§ **Dataset items**
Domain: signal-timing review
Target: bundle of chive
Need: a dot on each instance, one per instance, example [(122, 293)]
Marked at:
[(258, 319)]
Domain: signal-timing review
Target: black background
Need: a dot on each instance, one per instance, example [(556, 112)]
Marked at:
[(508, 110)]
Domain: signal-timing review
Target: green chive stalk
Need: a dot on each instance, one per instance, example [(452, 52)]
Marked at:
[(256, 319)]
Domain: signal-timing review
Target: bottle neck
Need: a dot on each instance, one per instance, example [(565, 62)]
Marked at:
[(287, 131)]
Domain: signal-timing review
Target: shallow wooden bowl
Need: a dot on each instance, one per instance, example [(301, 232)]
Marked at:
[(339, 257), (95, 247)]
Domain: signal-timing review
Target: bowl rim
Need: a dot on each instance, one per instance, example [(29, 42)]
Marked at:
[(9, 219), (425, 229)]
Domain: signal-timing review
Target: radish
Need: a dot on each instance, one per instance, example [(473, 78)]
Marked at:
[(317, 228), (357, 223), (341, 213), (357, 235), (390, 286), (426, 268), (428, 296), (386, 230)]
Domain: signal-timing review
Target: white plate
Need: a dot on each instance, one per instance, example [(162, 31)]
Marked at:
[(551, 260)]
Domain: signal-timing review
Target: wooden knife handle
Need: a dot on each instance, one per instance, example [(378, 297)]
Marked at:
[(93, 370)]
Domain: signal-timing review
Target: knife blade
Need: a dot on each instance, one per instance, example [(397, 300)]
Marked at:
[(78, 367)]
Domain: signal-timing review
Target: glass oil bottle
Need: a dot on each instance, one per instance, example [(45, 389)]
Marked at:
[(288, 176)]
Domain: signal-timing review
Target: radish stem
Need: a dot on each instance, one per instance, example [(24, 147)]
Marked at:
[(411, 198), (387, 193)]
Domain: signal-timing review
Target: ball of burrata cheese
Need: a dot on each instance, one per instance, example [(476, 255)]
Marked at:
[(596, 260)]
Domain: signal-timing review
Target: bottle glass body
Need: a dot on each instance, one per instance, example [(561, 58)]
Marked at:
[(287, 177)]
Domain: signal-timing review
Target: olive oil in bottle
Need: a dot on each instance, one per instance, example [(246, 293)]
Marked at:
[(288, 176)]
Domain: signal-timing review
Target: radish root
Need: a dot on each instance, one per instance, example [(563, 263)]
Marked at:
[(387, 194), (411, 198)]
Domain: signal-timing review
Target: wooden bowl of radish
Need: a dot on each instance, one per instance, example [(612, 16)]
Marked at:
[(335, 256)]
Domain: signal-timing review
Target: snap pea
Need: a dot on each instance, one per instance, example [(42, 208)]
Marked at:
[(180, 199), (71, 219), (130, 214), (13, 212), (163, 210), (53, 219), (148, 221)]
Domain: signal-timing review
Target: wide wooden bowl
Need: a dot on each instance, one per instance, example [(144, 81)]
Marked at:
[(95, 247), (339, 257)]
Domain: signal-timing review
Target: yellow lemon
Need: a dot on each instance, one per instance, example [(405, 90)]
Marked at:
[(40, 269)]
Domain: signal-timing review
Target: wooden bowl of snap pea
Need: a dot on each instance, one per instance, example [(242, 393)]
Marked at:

§ **Assignment**
An exact copy of every record is needed; write it out in full.

§ **Output for this task**
Domain: signal-timing review
Target: bundle of chive
Need: a dot on each instance, one per instance, example [(122, 293)]
Marked at:
[(258, 319)]
Domain: signal-timing review
Target: black background
Need: a dot on each instance, one per instance, example [(556, 112)]
Marked at:
[(508, 110)]
Domain: signal-timing review
Target: green chive stalk
Need: a dot on each instance, one per instance, example [(452, 52)]
Marked at:
[(256, 319)]
Domain: signal-timing review
Target: bottle neck
Need: a dot on each instance, one per instance, example [(565, 62)]
Marked at:
[(287, 131)]
Domain: signal-timing review
Target: shallow wooden bowl
Need: a dot on each instance, one per instance, example [(301, 232)]
Marked at:
[(339, 257), (95, 247)]
Domain: signal-timing review
Target: bowl rim
Need: a dot on each instance, one per instance, example [(29, 42)]
Marked at:
[(9, 219), (425, 229)]
Domain: signal-timing review
Target: radish
Need: a dot on each instance, one per instance, example [(473, 78)]
Marked at:
[(317, 228), (357, 223), (341, 213), (357, 235), (390, 286), (426, 268), (428, 296), (386, 230)]
Domain: signal-timing review
Target: white plate
Need: a dot on each instance, one per instance, example [(162, 31)]
Marked at:
[(551, 260)]
Domain: signal-timing review
Target: wooden knife handle
Need: a dot on each instance, one per instance, example [(378, 297)]
Marked at:
[(93, 370)]
Domain: signal-timing review
Target: knife blade
Need: a dot on each instance, one per instance, example [(397, 300)]
Marked at:
[(78, 367)]
Domain: signal-timing review
Target: glass oil bottle
Need: a dot on each instance, one per instance, example [(45, 389)]
Marked at:
[(288, 176)]
Domain: signal-timing review
Target: radish stem
Need: a dot on each instance, one per instance, example [(24, 147)]
Marked at:
[(411, 198), (387, 193)]
Domain: signal-timing review
Target: ball of burrata cheese
Need: a dot on each instance, one per instance, example [(476, 255)]
Marked at:
[(596, 260)]
Domain: signal-timing review
Target: bottle glass body
Need: a dot on each instance, one per instance, example [(561, 58)]
Marked at:
[(287, 177)]
Domain: signal-timing review
Target: olive oil in bottle
Need: a dot on each instance, one per instance, example [(246, 293)]
Marked at:
[(288, 176)]
Domain: signal-timing review
Target: radish root
Need: a dot on each instance, one per instance, example [(563, 263)]
Marked at:
[(387, 194), (411, 198)]
Domain: signal-timing review
Target: wooden bowl of radish
Need: a dot on each instance, one per instance, example [(612, 16)]
Marked at:
[(335, 256)]
Domain: signal-timing review
Target: snap pea
Need: a dot on each instance, one per instance, example [(42, 208)]
Marked at:
[(180, 199), (71, 219), (130, 214), (13, 212), (163, 210), (53, 219), (148, 221)]
Domain: signal-timing review
Target: wide wooden bowl
Need: a dot on each instance, one per instance, example [(144, 81)]
Marked at:
[(95, 247), (339, 257)]
Domain: signal-timing review
Target: yellow lemon
Need: a dot on each instance, one per instance, example [(405, 90)]
Marked at:
[(40, 269)]
Domain: signal-timing review
Target: wooden bowl of snap pea
Need: a dot on each instance, one per instance, example [(242, 393)]
Marked at:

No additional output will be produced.